### Available data
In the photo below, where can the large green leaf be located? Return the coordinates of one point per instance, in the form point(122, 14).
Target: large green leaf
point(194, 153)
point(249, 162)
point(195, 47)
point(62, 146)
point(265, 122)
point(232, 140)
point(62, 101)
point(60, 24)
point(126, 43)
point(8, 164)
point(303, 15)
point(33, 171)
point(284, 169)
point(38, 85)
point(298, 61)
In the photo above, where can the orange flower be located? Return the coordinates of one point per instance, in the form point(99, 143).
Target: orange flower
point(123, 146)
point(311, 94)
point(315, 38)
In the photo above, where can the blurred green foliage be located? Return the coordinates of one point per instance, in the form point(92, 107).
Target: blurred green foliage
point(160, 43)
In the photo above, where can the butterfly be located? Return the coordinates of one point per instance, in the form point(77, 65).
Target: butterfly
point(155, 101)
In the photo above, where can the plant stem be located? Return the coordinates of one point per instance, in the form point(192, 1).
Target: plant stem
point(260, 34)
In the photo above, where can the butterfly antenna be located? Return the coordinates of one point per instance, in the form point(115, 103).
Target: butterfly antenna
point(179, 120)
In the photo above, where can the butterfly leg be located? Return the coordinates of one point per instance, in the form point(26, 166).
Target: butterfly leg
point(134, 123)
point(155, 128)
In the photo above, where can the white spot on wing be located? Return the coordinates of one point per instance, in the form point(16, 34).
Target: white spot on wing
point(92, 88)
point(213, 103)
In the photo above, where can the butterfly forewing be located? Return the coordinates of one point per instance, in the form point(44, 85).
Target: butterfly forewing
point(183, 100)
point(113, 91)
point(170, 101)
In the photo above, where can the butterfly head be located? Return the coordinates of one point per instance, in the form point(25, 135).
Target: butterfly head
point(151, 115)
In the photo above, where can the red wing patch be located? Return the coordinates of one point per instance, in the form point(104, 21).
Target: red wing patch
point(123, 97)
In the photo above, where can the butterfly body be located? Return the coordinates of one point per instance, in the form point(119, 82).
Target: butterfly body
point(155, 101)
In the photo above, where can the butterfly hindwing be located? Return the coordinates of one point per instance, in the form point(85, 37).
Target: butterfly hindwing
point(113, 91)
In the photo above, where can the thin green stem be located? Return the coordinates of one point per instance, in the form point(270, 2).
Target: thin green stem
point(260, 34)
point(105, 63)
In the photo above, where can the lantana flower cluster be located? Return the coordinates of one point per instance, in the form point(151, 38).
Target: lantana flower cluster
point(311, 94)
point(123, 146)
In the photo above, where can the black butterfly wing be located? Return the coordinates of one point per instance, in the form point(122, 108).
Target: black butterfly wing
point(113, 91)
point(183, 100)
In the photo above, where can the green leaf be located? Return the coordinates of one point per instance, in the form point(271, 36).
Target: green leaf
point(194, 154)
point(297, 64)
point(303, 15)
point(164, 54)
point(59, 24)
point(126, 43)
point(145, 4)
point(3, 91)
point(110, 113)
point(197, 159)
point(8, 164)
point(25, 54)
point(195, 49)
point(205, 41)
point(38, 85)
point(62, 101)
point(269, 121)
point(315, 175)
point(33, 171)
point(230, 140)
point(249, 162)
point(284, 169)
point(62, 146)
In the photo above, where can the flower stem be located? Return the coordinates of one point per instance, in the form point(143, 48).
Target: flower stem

### Work to be completed
Each line of the listing is to be printed again, unchanged.

### Answer for the task
In the photo below, where can the large green leaf be located? Return the coordinates of one point per instance, in the form point(122, 14).
Target: large green leaf
point(194, 153)
point(249, 162)
point(195, 47)
point(62, 146)
point(265, 122)
point(232, 140)
point(62, 101)
point(60, 24)
point(126, 43)
point(8, 164)
point(303, 15)
point(33, 171)
point(284, 169)
point(38, 85)
point(298, 61)
In the photo above, where can the orange flower be located? Return the coordinates of one point per instance, in the form point(99, 143).
Target: orange flower
point(123, 146)
point(311, 94)
point(315, 38)
In the photo above, where can the blurred green foliage be located? Return the coordinates of one point per instance, in the form point(92, 107).
Target: blurred green foliage
point(160, 43)
In the photo above, where can the butterfly be located? Return the coordinates of one point per instance, in the form point(77, 65).
Target: butterfly
point(155, 101)
In the photo above, where can the plant stem be located? Return the coordinates of one point per instance, in the form point(192, 1).
Target: plant stem
point(260, 34)
In the photo above, where can the butterfly antenna be located? Return the coordinates of one point per instance, in the form point(115, 103).
Target: butterfly antenna
point(179, 120)
In the photo above, where can the butterfly leg be located? Return the coordinates of one point per instance, in the form point(26, 166).
Target: butterfly leg
point(134, 123)
point(155, 128)
In the photo above, where can the white spot on wing be located? Return the coordinates of one point per instance, in the form point(16, 34).
Target: white spot on wing
point(92, 88)
point(213, 103)
In the photo above, where can the butterfly forewing be located? Return the coordinates of one point per instance, in the form point(44, 85).
Target: butterfly forewing
point(183, 100)
point(113, 91)
point(170, 101)
In the photo above, where can the butterfly head be located? Return the coordinates of one point per instance, in the form point(25, 135).
Target: butterfly head
point(151, 115)
In the photo above, where can the red wing patch be located? Return the coordinates of one point per instance, in the form point(104, 21).
Target: red wing patch
point(123, 97)
In the photo above, where can the butterfly body be located? Return the coordinates of one point per instance, in the form point(119, 82).
Target: butterfly body
point(155, 101)
In the photo above, where can the butterfly hindwing be located? Return the coordinates of one point per instance, in the form point(85, 37).
Target: butterfly hindwing
point(113, 91)
In the photo above, where can the thin green stem be located? Return the coordinates of one point per instance, in the form point(270, 2).
Target: thin green stem
point(260, 34)
point(105, 63)
In the photo above, where can the lantana flower cluster be located? Return the coordinates of one point per instance, in the form point(151, 38).
Target: lantana flower cluster
point(311, 94)
point(123, 146)
In the photo above, where can the black butterfly wing be located? Return the coordinates of one point per instance, in the form point(122, 108).
Target: black butterfly wing
point(113, 91)
point(183, 100)
In the photo above, where can the green leaf be located? Return the coordinates of one point per instance, in the form point(271, 36).
Target: green leaf
point(194, 154)
point(297, 64)
point(303, 15)
point(164, 54)
point(59, 24)
point(126, 43)
point(145, 4)
point(3, 91)
point(110, 113)
point(197, 159)
point(8, 164)
point(25, 54)
point(195, 49)
point(205, 41)
point(38, 85)
point(62, 101)
point(269, 121)
point(315, 175)
point(33, 171)
point(230, 140)
point(249, 162)
point(284, 169)
point(62, 146)
In the photo above, where can the flower stem be located? Return the coordinates of one point per instance, in the form point(143, 48).
Target: flower stem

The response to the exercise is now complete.